§ 任务要求
(A) 原文的示例1中，字符串"leetcode"可以拆分成什么？
(B) 请一字不差地抄录原文中从“Given a non-empty string s and a”到“contain duplicate words.”的部分。

§ 原文
=======

Given a non-empty string s and a dictionary wordDict containing a list of non-empty words, determine if s can be segmented into a space-separated sequence of one or more dictionary words.

Note:

• The same word in the dictionary may be reused multiple times in the segmentation.
• You may assume the dictionary does not contain duplicate words.

Example 1:

Input: s = "leetcode", wordDict = ["leet", "code"]
Output: true
Explanation: Return true because "leetcode" can be segmented as "leet code".

Example 2:

Input: s = "applepenapple", wordDict = ["apple", "pen"]
Output: true
Explanation: Return true because "applepenapple" can be segmented as "
 
apple pen apple".
             Note that you are allowed to reuse a dictionary word.

=======

§ 数据条目
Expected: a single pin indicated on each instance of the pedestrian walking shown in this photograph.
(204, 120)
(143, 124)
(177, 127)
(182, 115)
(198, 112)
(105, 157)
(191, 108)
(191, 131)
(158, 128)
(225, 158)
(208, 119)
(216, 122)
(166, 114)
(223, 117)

=======

§ 参考答案
(A) 可以拆分为"leet code"。

(B)
Given a non-empty string s and a dictionary wordDict containing a list of non-empty words, determine if s can be segmented into a space-separated sequence of one or more dictionary words.

Note:

• The same word in the dictionary may be reused multiple times in the segmentation.
• You may assume the dictionary does not contain duplicate words.